*** Begin section ***

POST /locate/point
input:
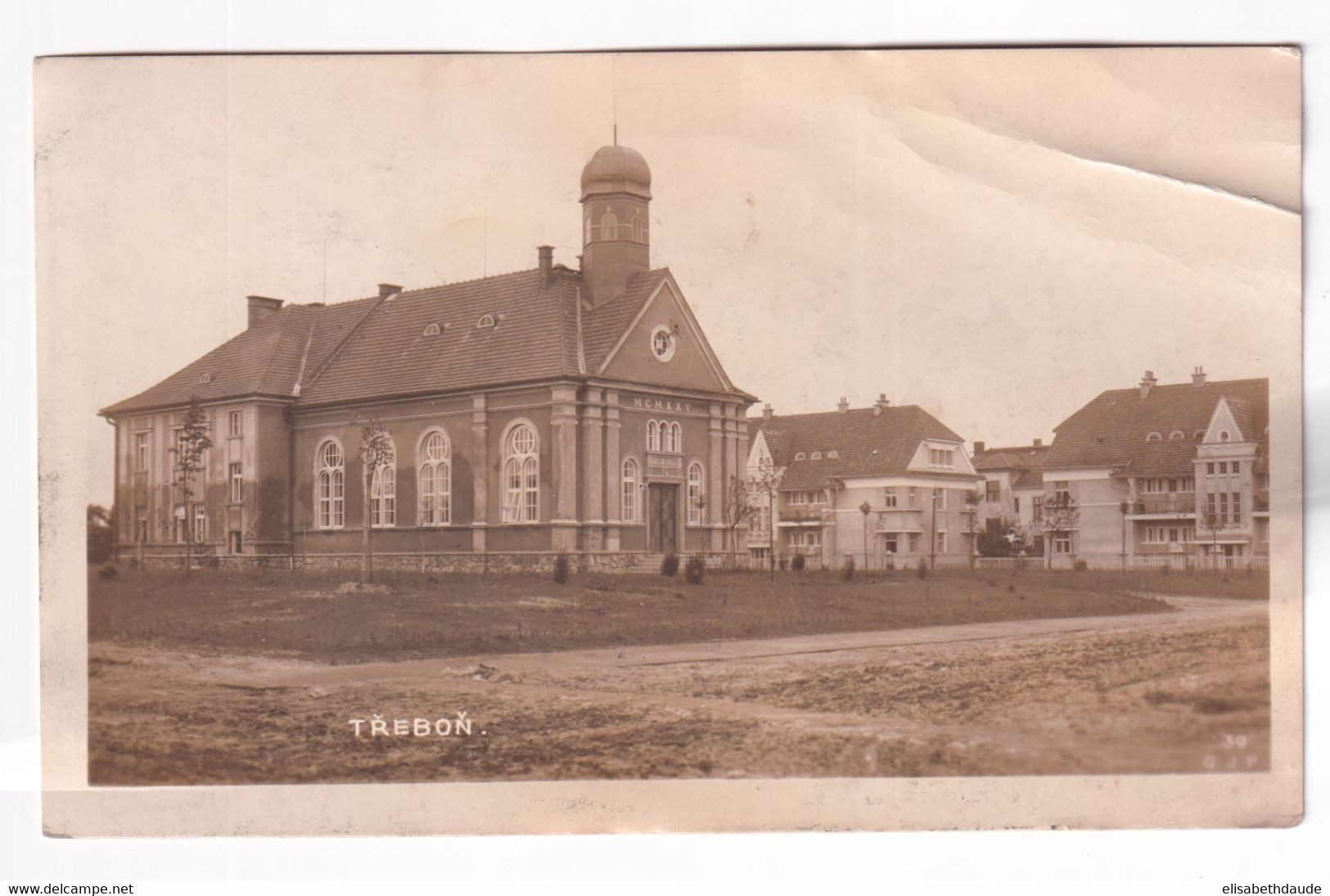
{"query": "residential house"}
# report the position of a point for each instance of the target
(882, 484)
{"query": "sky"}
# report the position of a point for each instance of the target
(995, 236)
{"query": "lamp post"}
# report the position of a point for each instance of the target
(932, 534)
(972, 511)
(1124, 507)
(865, 510)
(769, 476)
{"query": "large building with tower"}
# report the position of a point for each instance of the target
(531, 412)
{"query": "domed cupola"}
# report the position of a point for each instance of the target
(617, 169)
(616, 191)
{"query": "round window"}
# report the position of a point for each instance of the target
(663, 343)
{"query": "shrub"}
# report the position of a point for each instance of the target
(670, 565)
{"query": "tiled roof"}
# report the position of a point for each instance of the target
(1019, 457)
(602, 326)
(1030, 479)
(866, 443)
(376, 347)
(257, 362)
(1112, 430)
(535, 336)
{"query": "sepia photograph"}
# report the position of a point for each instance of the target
(742, 421)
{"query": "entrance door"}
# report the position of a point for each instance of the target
(663, 519)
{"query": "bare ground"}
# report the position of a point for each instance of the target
(1144, 693)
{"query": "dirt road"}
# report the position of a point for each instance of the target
(1164, 691)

*** End section ***

- WHAT IS REQUIRED: All the records need to be repeated exactly, with the images dropped.

- EXERCISE ANSWER:
POST /locate/point
input:
{"query": "residential house"}
# report the position of a point for each instance of the target
(882, 484)
{"query": "sky"}
# report the position of a point for each instance of the target
(995, 236)
{"query": "lamp post"}
# report the position of a point for each instance of the target
(932, 534)
(972, 511)
(1124, 507)
(865, 510)
(769, 476)
{"query": "large building with tower"}
# report the position of a point for each instance of the target
(531, 412)
{"query": "domed cupola"}
# report the position of a point for each instance of the target
(617, 169)
(616, 191)
{"query": "round window"}
# report the position of a point for each instance of the target
(663, 343)
{"query": "shrub"}
# report the position of a point for each instance of the target
(670, 565)
{"query": "tiled roof"}
# report the position of a point for each instance of the target
(1019, 457)
(602, 326)
(1030, 479)
(866, 443)
(376, 347)
(257, 362)
(1112, 430)
(535, 336)
{"query": "sepia photograph"}
# report the position of a point for each instance of the target
(742, 421)
{"query": "entrance door"}
# report the position of a point for each instance of the target
(663, 519)
{"query": "bare ground"}
# report the position of a point for each instance of the target
(1144, 693)
{"query": "dirt road"}
# report the position of a point for each instance of the target
(1164, 691)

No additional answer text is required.